Supplied entries Block Start
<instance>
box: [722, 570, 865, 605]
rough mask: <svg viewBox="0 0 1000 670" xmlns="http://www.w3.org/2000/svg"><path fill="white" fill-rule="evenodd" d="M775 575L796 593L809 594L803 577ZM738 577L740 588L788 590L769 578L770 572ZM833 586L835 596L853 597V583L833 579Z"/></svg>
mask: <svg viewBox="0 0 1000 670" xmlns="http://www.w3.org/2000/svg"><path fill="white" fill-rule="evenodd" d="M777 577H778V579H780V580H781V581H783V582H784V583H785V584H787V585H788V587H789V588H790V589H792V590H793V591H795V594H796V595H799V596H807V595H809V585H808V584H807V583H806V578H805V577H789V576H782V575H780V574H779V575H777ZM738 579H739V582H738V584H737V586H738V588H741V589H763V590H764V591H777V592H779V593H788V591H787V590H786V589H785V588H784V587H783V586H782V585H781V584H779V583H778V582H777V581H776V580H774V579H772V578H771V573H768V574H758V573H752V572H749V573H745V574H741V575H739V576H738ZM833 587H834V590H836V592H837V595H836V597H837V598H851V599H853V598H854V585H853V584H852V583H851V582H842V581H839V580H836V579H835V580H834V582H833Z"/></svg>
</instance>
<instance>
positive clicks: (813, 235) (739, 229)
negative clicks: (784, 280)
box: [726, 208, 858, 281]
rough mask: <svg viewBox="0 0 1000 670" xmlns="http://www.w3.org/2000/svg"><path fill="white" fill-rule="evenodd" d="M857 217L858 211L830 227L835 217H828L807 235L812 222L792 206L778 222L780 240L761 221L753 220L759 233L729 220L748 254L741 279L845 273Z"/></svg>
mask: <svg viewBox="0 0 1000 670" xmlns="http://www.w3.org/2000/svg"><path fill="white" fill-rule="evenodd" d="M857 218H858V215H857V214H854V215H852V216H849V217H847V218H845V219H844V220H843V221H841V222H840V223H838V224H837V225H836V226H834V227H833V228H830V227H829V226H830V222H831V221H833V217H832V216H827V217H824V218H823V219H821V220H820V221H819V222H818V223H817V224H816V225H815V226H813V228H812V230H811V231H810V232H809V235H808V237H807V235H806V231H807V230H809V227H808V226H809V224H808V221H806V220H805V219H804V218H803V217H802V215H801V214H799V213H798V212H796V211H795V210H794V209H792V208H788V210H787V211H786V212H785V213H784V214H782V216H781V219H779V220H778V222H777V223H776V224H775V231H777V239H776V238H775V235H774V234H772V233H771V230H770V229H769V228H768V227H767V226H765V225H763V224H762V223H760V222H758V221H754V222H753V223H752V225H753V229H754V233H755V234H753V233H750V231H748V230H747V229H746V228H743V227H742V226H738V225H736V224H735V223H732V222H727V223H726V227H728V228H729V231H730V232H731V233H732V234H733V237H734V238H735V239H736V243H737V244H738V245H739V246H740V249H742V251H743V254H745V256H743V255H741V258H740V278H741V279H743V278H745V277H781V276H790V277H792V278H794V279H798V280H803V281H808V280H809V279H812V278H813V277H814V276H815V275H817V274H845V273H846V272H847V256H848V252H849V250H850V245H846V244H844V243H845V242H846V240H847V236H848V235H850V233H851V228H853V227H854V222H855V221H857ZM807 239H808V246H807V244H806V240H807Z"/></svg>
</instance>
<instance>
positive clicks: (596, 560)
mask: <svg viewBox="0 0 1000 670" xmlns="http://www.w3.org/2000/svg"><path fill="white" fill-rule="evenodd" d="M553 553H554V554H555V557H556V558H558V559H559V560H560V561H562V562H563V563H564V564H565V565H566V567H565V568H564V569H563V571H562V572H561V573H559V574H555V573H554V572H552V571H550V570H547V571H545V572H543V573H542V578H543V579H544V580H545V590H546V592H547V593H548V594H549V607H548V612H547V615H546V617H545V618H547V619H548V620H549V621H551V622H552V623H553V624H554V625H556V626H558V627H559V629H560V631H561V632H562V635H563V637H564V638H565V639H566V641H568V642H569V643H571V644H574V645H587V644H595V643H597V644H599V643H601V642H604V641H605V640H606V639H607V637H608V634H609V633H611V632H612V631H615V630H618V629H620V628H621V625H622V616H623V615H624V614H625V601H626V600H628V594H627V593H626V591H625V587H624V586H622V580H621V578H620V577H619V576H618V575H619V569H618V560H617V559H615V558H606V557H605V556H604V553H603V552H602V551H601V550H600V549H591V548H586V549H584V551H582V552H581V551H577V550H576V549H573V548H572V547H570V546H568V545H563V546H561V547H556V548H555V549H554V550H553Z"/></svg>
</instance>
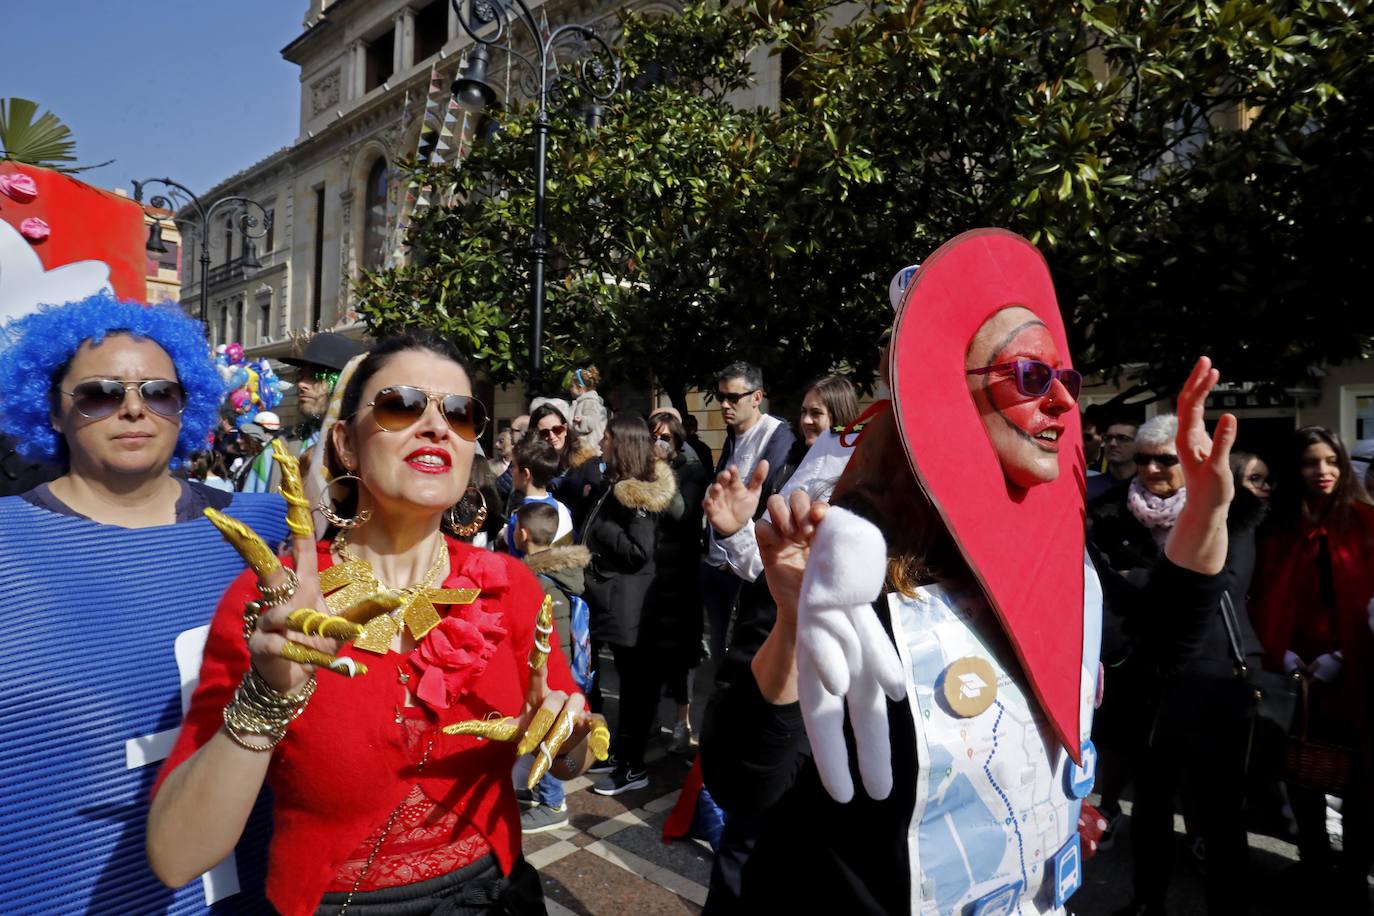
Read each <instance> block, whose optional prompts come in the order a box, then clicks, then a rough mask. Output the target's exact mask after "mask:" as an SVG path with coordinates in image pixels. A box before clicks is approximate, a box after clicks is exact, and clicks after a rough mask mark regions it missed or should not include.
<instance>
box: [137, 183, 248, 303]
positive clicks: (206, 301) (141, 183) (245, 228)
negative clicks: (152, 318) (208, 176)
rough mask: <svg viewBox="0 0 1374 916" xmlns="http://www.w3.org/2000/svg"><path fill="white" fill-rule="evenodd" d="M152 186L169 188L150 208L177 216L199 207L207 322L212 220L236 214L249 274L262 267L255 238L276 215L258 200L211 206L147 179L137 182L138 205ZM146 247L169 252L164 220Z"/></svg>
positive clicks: (182, 185) (204, 291) (196, 199)
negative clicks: (164, 227)
mask: <svg viewBox="0 0 1374 916" xmlns="http://www.w3.org/2000/svg"><path fill="white" fill-rule="evenodd" d="M148 184H161V185H164V187H166V188H168V194H166V195H161V194H158V195H154V196H153V198H150V199H148V205H150V206H154V207H159V209H162V210H170V211H172V213H176V211H177V210H179V209H181V207H183V206H192V207H195V213H196V217H198V218H199V222H201V225H199V227H196V233H198V235H199V240H201V257H199V261H201V321H202V323H206V321H209V313H210V283H209V279H210V221H212V220H213V218H214V214H216V213H217V211H218V210H221V209H228V210H231V211H232V213H234V220H235V221H236V222H238V224H239V232H240V233H242V235H243V255H242V257H240V258H239V261H240V264H242V265H243V268H245V269H247V271H256V269H257V268H261V266H262V265H261V264H260V262H258V260H257V251H256V250H254V249H253V239H261V238H262V236H265V235H267V231H268V229H269V228H272V214H271V213H268V211H267V209H265V207H264V206H262V205H261V203H258V202H257V201H253V199H250V198H240V196H229V198H220V199H218V201H216V202H214V203H212V205H210V206H205V205H203V203H201V198H198V196H195V194H192V192H191V188H188V187H185V185H184V184H180V183H177V181H173V180H172V179H144V180H143V181H135V183H133V199H135V201H136V202H137V203H143V188H144V185H148ZM253 209H257V213H253ZM258 213H260V214H261V217H260V216H258ZM170 220H172V221H173V222H190V220H177V218H176V217H174V216H173V217H170ZM144 247H146V249H147V250H148V251H157V253H164V251H166V250H168V249H166V244H164V243H162V220H161V218H158V220H155V221H154V222H153V227H151V228H150V229H148V242H147V244H146V246H144ZM225 254H228V253H225Z"/></svg>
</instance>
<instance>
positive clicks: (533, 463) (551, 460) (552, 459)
mask: <svg viewBox="0 0 1374 916" xmlns="http://www.w3.org/2000/svg"><path fill="white" fill-rule="evenodd" d="M511 460H513V461H514V463H515V467H518V468H519V470H522V471H529V482H530V483H533V485H534V486H537V488H540V489H544V488H545V486H548V482H550V481H552V479H554V478H555V477H558V449H555V448H554V444H552V442H545V441H544V439H540V438H530V437H528V435H526V437H525V438H522V439H521V441H519V442H517V444H515V448H514V449H513V453H511Z"/></svg>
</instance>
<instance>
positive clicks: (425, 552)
mask: <svg viewBox="0 0 1374 916" xmlns="http://www.w3.org/2000/svg"><path fill="white" fill-rule="evenodd" d="M341 391H342V393H341V398H342V404H341V409H339V413H338V415H339V416H341V417H342V419H341V420H339V422H338V423H337V424H334V426H333V427H331V428H328V430H326V431H324V434H326V435H328V439H327V441H328V445H330V455H328V459H330V463H331V466H333V467H331V471H333V472H334V474H335V477H339V478H341V477H342V475H352V477H353V483H356V493H357V496H356V499H352V497H350V499H349V500H348V503H349V505H339V507H335V509H337V512H338V515H339V516H343V518H345V522H346V525H345V530H343V531H342V533H341V534H339V536H337V537H334V538H333V540H326V541H322V542H319V544H315V542H313V538H312V537H298V538H297V541H295V549H294V558H293V560H290V562H287V566H290V567H291V570H293V571H283V570H280V569H278V570H275V571H272V573H271V574H268V575H267V577H265V578H264V580H262V581H260V580H258V577H257V574H256V573H253V571H249V573H245V574H243V577H240V578H239V580H238V581H236V582H235V584H234V585H232V586H231V588H229V589H228V592H227V593H225V595H224V599H223V600H221V603H220V607H218V610H217V611H216V617H214V621H213V623H212V629H210V636H209V641H207V644H206V650H205V662H203V665H202V669H201V683H199V687H198V689H196V692H195V695H194V698H192V700H191V709H190V711H188V713H187V717H185V721H184V724H183V728H181V733H180V736H179V739H177V744H176V747H174V750H173V753H172V755H170V758H169V759H168V761H166V765H165V766H164V770H162V775H161V777H159V784H158V787H157V788H155V798H154V802H153V809H151V813H150V817H148V840H147V845H148V860H150V862H151V865H153V869H154V871H155V872H157V875H158V878H161V879H162V880H164V882H166V883H168V884H183V883H185V882H188V880H191V879H194V878H195V876H196V875H199V873H201V872H203V871H206V869H207V868H210V867H212V865H214V864H216V862H217V861H220V860H221V858H223V857H224V856H225V854H227V853H228V851H229V850H232V849H234V845H235V843H236V840H238V839H239V835H240V832H242V831H243V825H245V821H246V818H247V816H249V812H250V809H251V808H253V803H254V799H256V798H257V795H258V791H260V788H261V787H262V783H264V781H267V783H268V784H269V786H271V788H272V799H273V802H272V803H273V809H272V816H273V836H272V846H271V851H269V860H268V880H267V891H268V898H269V900H271V901H272V904H273V905H275V906H276V908H278V909H279V911H280V912H282V913H286V915H287V916H294V915H298V913H315V912H322V913H341V912H345V911H346V912H349V913H353V915H354V916H365V915H368V913H389V912H407V913H429V912H434V911H437V909H442V912H445V913H455V915H456V913H464V915H466V913H488V912H491V913H543V912H544V904H543V895H541V891H540V883H539V876H537V875H536V873H534V872H533V869H532V868H530V867H529V865H528V864H526V862H525V861H523V860H522V858H521V854H519V849H521V831H519V816H518V810H517V805H515V797H514V788H513V786H511V780H510V772H511V765H513V764H514V761H515V757H517V750H519V753H529V751H530V750H533V748H528V747H523V744H525V743H526V742H521V747H519V748H517V746H515V744H514V743H510V742H508V740H489V739H488V737H484V736H478V735H471V733H462V735H452V733H447V732H445V731H444V729H442V726H445V725H451V724H455V722H460V721H470V720H482V721H484V725H485V721H486V720H492V721H497V720H503V718H504V717H513V718H508V720H506V721H504V724H506V725H508V729H507V733H506V735H504V737H506V739H508V737H510V736H511V735H514V733H517V732H523V731H525V728H526V726H528V729H529V735H534V733H536V732H540V731H541V729H547V728H548V725H550V724H551V722H554V728H552V731H550V732H548V739H547V742H545V746H544V747H541V748H540V751H541V755H543V758H544V762H545V764H547V765H550V766H551V768H552V773H554V775H555V776H558V777H561V779H572V777H573V776H576V775H578V773H580V772H583V770H584V769H585V768H587V765H588V764H589V762H591V751H589V750H588V744H589V743H591V742H588V740H587V737H588V732H589V729H591V728H592V726H594V725H602V724H600V722H599V721H596V722H594V721H592V718H591V717H589V715H588V714H587V713H585V711H584V702H583V696H581V695H580V694H577V692H574V687H573V681H572V677H570V674H569V670H567V665H566V662H565V659H563V656H562V655H561V654H559V651H558V648H556V647H554V648H552V651H551V652H548V654H547V663H545V661H544V659H545V656H544V655H541V654H540V652H532V647H534V645H536V644H544V640H541V639H539V637H537V634H536V617H537V615H539V611H540V606H541V602H543V591H541V589H540V586H539V584H537V582H536V580H534V577H533V575H532V574H530V573H529V571H528V570H526V569H525V567H523V566H522V564H521V563H518V562H514V560H511V559H508V558H506V556H503V555H497V553H489V552H486V551H481V549H475V548H473V547H469V545H466V544H460V542H459V541H456V540H452V538H448V537H445V536H444V531H442V530H441V527H440V523H441V520H442V518H444V514H445V509H448V508H449V507H451V505H453V504H455V503H458V501H459V497H460V496H462V494H463V493H464V490H466V488H467V477H469V470H470V467H471V461H473V455H474V442H475V441H477V437H478V435H480V434H481V431H482V426H484V424H485V419H486V417H485V408H484V407H482V404H481V402H480V401H477V400H475V398H474V397H473V393H471V383H470V375H469V372H467V371H466V369H464V367H463V363H462V360H460V358H459V356H458V354H456V353H453V352H452V349H449V347H448V345H445V343H441V342H437V341H431V339H422V338H396V339H392V341H386V342H383V343H382V345H379V346H378V347H376V349H375V350H374V352H372V353H371V354H370V356H368V357H365V358H363V360H361V363H360V364H359V365H357V368H356V371H354V372H353V374H352V378H350V379H348V382H346V385H343V386H341ZM338 489H343V488H338ZM349 489H350V493H352V488H349ZM302 504H304V500H302ZM302 507H304V505H302ZM364 519H365V523H360V522H363V520H364ZM304 527H305V529H308V527H309V526H308V523H306V525H305V526H304ZM293 530H295V529H293ZM246 556H247V555H246ZM257 559H258V560H261V559H262V558H261V553H260V555H258V558H257ZM250 562H251V560H250ZM267 564H268V566H269V567H271V566H273V563H272V562H271V559H269V558H268V563H267ZM261 566H264V563H261V562H257V563H254V567H256V569H257V567H261ZM386 586H390V588H393V589H400V591H396V592H389V593H387V595H390V596H393V600H394V604H392V606H390V607H393V611H392V612H390V614H383V615H381V617H375V618H374V619H372V621H371V622H368V623H367V628H365V629H364V633H363V634H359V636H356V637H352V641H350V643H345V644H341V643H337V641H334V640H328V639H324V637H322V636H319V634H315V636H304V634H302V633H300V632H298V630H300V623H298V621H300V619H301V614H300V611H301V608H317V610H320V611H324V610H326V607H327V606H328V607H330V610H334V611H335V612H339V611H338V607H339V606H341V603H343V604H352V603H353V602H356V600H357V599H359V597H363V596H367V595H370V593H376V592H379V589H385V588H386ZM346 589H352V592H348V591H346ZM463 589H466V592H464V591H463ZM326 596H331V597H330V599H328V600H327V599H326ZM338 596H345V597H342V599H339V597H338ZM254 599H260V600H258V606H249V607H246V604H247V603H249V602H250V600H254ZM264 603H265V604H268V607H267V608H262V607H261V606H262V604H264ZM273 603H275V604H273ZM257 611H261V617H258V618H257V619H256V623H254V621H253V619H251V618H253V615H254V614H256V612H257ZM293 611H295V612H297V615H295V617H294V618H291V619H287V618H289V617H290V615H291V614H293ZM338 625H341V626H342V623H338ZM305 629H315V628H312V626H309V625H306V626H305ZM331 632H335V630H331ZM246 634H247V636H249V639H247V640H245V636H246ZM302 645H304V648H305V650H315V651H317V652H324V654H335V652H337V654H338V662H337V665H331V667H353V669H354V670H357V673H359V674H360V676H356V677H339V676H335V674H331V673H320V676H319V678H317V681H316V670H315V669H313V667H312V666H309V665H302V663H300V662H297V661H287V658H283V655H286V656H294V658H301V656H302V654H304V650H302ZM545 645H547V644H545ZM540 648H544V645H540ZM536 659H537V661H536ZM315 661H320V656H316V659H315ZM364 666H365V669H367V672H365V673H361V670H360V669H363V667H364ZM565 713H566V714H567V715H566V717H565V715H563V714H565ZM530 722H534V724H530ZM602 726H603V725H602ZM478 731H485V729H478ZM397 906H398V908H400V909H396V908H397Z"/></svg>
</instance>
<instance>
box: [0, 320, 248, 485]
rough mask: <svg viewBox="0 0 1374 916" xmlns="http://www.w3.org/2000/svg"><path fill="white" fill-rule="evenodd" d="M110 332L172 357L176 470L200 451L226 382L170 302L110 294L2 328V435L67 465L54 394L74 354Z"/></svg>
Supplied entries Block End
§ **What the task requires**
Reproduce, character for character, the material from its first line through the line that contains "575L796 593L809 594L803", including both of those lines.

§ **Your solution**
<instance>
box: [722, 570, 865, 605]
rough mask: <svg viewBox="0 0 1000 670" xmlns="http://www.w3.org/2000/svg"><path fill="white" fill-rule="evenodd" d="M775 575L796 593L809 594L803 577ZM738 577L740 588L788 590L769 578L770 572ZM833 586L835 596L853 597V583L833 579Z"/></svg>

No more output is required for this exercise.